§ What is asked: How many lines in the records below contain the string "bush"? Matching is case-sensitive. Reply with the number only.

§ Material supplied:
- - - - - - -

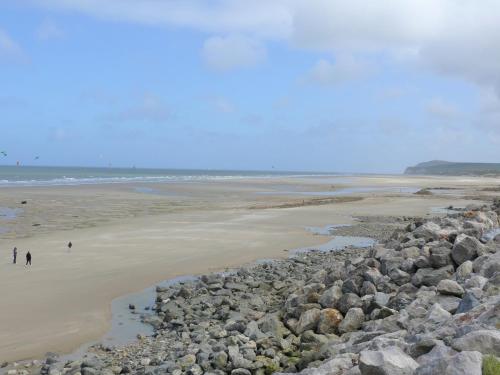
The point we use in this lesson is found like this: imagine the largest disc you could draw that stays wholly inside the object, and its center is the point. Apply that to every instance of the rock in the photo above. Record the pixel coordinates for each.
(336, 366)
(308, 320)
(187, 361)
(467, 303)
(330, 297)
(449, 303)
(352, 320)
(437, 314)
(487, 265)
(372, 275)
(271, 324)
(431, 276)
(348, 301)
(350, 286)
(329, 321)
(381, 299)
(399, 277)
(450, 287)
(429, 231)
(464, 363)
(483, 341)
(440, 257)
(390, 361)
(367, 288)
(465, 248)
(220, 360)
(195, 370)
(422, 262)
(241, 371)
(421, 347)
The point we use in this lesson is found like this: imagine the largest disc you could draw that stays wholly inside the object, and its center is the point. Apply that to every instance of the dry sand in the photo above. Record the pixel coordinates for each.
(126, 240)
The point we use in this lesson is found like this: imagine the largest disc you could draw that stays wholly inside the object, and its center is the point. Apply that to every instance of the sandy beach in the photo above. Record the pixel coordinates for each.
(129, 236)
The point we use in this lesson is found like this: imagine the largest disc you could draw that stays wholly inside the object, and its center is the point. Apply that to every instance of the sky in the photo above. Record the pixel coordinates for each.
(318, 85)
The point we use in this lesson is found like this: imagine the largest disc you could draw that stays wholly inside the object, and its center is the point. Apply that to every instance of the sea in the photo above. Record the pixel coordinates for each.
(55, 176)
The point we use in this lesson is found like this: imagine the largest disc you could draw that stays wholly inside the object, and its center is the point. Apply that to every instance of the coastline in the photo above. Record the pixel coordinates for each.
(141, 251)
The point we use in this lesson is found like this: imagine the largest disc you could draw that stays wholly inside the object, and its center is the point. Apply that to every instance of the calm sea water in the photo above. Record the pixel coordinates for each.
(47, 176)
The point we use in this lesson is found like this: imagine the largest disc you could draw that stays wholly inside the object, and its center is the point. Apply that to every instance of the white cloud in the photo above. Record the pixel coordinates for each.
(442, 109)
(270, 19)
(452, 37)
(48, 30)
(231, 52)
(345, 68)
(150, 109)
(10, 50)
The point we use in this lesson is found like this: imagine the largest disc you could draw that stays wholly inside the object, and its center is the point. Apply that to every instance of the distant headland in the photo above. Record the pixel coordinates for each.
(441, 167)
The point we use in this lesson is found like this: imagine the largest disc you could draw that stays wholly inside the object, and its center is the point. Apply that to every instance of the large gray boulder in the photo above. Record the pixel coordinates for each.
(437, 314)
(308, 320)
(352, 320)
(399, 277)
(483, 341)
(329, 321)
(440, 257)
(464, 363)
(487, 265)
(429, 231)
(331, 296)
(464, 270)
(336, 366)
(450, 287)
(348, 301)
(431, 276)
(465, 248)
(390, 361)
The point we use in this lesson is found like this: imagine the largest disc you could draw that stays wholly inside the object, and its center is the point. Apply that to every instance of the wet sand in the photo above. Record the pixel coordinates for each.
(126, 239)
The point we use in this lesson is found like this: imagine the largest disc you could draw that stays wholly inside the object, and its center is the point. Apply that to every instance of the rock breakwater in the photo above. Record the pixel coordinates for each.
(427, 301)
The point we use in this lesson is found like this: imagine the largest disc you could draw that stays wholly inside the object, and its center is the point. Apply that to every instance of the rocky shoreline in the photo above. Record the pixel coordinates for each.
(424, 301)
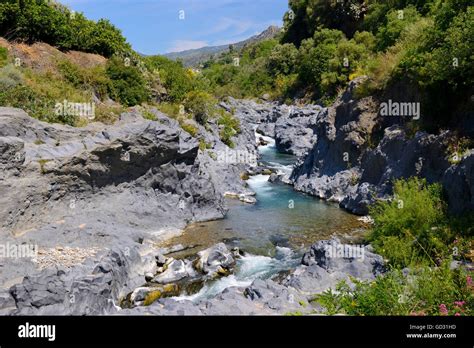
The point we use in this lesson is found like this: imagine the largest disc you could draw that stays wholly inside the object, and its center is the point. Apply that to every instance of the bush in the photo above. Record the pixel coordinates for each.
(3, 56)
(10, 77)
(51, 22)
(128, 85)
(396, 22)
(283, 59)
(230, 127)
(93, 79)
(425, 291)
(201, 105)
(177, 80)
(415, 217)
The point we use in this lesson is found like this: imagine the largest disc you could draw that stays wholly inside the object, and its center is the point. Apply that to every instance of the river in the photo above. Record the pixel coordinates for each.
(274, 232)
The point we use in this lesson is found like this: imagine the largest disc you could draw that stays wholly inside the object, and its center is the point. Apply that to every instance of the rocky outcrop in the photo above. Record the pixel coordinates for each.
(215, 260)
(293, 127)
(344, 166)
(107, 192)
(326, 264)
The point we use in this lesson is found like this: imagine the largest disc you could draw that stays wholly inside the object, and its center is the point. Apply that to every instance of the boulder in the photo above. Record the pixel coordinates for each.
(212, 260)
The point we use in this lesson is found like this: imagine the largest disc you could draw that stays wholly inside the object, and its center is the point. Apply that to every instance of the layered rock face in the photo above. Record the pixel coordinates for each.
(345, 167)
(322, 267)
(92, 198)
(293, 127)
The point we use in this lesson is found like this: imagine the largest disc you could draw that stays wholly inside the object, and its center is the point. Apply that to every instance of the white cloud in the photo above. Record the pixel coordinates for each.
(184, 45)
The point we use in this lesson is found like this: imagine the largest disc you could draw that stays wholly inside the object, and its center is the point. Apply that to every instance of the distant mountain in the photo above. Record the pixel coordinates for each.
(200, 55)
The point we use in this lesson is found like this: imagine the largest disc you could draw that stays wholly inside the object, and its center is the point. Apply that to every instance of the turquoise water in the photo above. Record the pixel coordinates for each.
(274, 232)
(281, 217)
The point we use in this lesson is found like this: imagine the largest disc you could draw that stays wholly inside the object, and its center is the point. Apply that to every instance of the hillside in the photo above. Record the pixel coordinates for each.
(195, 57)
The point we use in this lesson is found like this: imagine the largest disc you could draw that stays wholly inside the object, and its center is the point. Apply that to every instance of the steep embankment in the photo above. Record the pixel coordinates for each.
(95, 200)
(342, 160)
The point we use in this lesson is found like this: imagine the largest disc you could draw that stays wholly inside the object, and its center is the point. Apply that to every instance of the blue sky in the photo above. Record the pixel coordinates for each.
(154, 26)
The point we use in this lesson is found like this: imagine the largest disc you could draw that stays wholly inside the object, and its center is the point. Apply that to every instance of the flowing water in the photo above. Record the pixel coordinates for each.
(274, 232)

- - - - - - -

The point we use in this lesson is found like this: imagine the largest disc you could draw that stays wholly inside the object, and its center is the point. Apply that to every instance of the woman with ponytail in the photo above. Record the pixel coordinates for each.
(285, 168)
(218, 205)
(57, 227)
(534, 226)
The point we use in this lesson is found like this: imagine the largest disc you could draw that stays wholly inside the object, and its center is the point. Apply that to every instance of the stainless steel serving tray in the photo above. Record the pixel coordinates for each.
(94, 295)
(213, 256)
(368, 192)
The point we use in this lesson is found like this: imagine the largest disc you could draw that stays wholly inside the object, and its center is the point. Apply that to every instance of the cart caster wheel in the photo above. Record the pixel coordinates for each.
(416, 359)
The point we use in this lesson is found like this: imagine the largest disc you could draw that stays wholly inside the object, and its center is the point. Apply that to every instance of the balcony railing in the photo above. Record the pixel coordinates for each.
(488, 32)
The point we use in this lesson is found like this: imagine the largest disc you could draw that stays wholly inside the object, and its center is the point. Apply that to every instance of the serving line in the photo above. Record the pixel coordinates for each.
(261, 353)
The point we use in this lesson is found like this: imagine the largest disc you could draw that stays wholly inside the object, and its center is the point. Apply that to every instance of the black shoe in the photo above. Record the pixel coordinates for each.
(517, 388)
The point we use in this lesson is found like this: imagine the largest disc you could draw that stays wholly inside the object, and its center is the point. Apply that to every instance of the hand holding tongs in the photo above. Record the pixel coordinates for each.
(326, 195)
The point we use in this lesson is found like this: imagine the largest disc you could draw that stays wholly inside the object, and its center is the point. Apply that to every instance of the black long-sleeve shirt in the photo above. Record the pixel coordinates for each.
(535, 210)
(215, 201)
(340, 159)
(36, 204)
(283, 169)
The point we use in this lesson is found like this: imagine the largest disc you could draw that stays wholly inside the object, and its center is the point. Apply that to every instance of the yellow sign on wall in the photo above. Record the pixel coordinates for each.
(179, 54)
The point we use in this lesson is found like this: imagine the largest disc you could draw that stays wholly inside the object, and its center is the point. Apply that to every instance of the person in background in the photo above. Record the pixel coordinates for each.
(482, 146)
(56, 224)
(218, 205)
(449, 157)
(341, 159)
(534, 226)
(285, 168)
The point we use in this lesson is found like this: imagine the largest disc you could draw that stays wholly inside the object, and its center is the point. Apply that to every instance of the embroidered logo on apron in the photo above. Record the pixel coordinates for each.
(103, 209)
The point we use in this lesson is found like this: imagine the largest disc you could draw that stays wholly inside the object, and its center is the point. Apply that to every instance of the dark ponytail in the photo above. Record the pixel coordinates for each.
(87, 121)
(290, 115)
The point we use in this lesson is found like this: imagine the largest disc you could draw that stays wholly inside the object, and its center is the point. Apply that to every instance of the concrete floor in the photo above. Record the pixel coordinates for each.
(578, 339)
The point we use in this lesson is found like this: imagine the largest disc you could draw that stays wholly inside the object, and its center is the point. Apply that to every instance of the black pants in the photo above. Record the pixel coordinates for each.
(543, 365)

- - - - - - -

§ Written answer: 1